- Задание 1: Кратко перескажите абзац из отрывка о глаголице, который начинается словами «Рассмотрение глаголицы в историческом контексте». Сохраните его главные факты.

- Выбранный отрывок:

——————

Рассмотрение глаголицы в историческом контексте создаваемой славянской письменной традиции, в контексте Библии и раннехристианской эстетики, в ракурсе выявления семиотической специфики букв и всей азбуки в целом приводит к заключению, что знаки глаголицы, помимо фонографических свойств, обладают свойствами идеографии, наделены символической функцией кодирования евангельского христологического содержания. Глаголица в целом раскрыта как семиотическая система, образующая единый, совокупный христианский метасимвол – круг из трех окружностей с вписанным крестом. Заключающий в символической форме многоаспектное содержание глаголический «вселенский круг» образуется закономерно из 38 букв – именно из того их количества, на которое как на состав первой славянской азбуки указывает сочинение древнеболгарского книжника Черноризца Храбра и ряд других источников. Исследование оснований знакообразования глаголических начертаний продолжено нами далее в контексте отраженного в кирилло-мефодиевском каноне комплекса правой веры.

——————

- Предоставленные строки:
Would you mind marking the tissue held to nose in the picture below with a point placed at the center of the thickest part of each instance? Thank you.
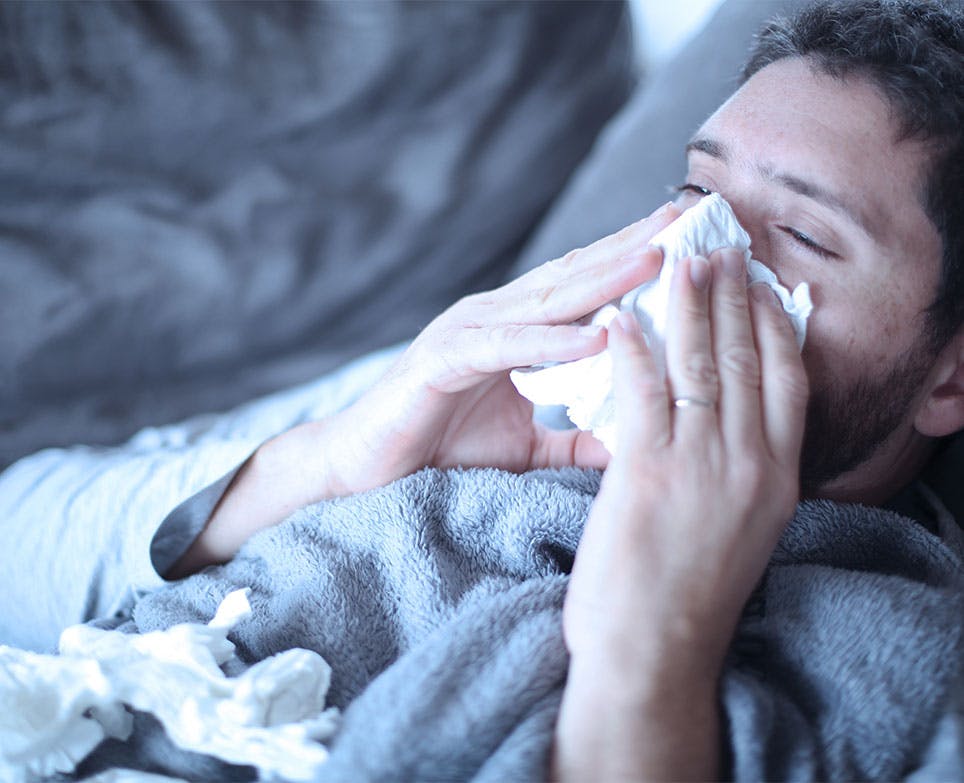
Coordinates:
(584, 386)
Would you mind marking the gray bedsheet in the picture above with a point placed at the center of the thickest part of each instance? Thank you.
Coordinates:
(201, 202)
(437, 599)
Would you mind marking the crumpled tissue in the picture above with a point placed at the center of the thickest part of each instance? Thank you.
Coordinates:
(59, 708)
(585, 385)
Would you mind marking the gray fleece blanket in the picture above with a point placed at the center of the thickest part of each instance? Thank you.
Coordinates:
(437, 601)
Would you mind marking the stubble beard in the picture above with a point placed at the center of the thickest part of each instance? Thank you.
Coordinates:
(847, 423)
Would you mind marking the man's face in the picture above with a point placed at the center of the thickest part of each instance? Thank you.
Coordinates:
(810, 166)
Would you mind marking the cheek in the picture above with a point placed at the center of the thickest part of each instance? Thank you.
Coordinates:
(851, 333)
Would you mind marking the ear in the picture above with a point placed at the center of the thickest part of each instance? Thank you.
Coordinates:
(942, 409)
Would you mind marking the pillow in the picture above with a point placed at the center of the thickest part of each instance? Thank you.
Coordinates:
(640, 155)
(206, 201)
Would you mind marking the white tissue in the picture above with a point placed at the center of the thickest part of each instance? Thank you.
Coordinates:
(57, 709)
(585, 385)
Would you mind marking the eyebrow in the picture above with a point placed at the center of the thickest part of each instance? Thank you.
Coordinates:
(798, 185)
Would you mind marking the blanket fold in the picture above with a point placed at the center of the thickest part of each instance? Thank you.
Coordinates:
(437, 600)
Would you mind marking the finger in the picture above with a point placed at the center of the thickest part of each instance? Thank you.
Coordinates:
(583, 280)
(737, 363)
(641, 399)
(690, 367)
(462, 354)
(565, 448)
(784, 386)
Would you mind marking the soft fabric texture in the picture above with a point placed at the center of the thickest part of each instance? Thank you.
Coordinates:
(202, 202)
(436, 601)
(94, 511)
(639, 158)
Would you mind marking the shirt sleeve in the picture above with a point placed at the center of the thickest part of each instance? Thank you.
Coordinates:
(88, 530)
(185, 523)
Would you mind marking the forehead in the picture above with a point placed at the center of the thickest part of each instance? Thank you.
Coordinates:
(839, 133)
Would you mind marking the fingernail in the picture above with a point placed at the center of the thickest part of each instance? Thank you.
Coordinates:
(734, 264)
(765, 295)
(699, 272)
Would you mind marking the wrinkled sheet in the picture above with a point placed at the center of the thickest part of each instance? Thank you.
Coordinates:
(437, 600)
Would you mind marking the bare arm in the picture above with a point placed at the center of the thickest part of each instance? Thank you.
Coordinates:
(448, 400)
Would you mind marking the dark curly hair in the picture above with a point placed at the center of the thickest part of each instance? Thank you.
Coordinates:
(913, 51)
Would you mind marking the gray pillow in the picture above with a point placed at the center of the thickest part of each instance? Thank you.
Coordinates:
(640, 154)
(205, 201)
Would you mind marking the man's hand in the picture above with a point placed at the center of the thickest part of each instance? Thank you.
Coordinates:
(448, 400)
(691, 506)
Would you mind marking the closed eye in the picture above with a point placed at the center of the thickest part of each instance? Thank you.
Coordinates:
(802, 239)
(690, 187)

——————

- Задание 2: Измените предоставленные строки, начиная со строки с «Would you mind marking the gray pillow» и заканчивая последней из них: замените «closed eye» на «shut eye», а всё прочее оставьте без изменений. Выведите только эти строки.

- Ответ 1: Глаголицу рассматривают в контексте славянской письменной традиции, Библии и раннехристианской эстетики. Из этого следует, что у её знаков есть не только фонографические, но и идеографические свойства. Буквы символически кодируют евангельское христологическое содержание. Азбука в целом образует единый христианский метасимвол: круг из трёх окружностей с вписанным крестом. Этот «вселенский круг» складывается из 38 букв. Именно столько букв в первой славянской азбуке называют Черноризец Храбр и другие источники. Исследование знакообразования продолжено в контексте комплекса правой веры, отражённого в кирилло-мефодиевском каноне.

- Ответ 2:
Would you mind marking the gray pillow in the picture above with a point placed at the center of the thickest part of each instance? Thank you.
Coordinates:
(640, 154)
(205, 201)
Would you mind marking the man's hand in the picture above with a point placed at the center of the thickest part of each instance? Thank you.
Coordinates:
(448, 400)
(691, 506)
Would you mind marking the shut eye in the picture above with a point placed at the center of the thickest part of each instance? Thank you.
Coordinates:
(802, 239)
(690, 187)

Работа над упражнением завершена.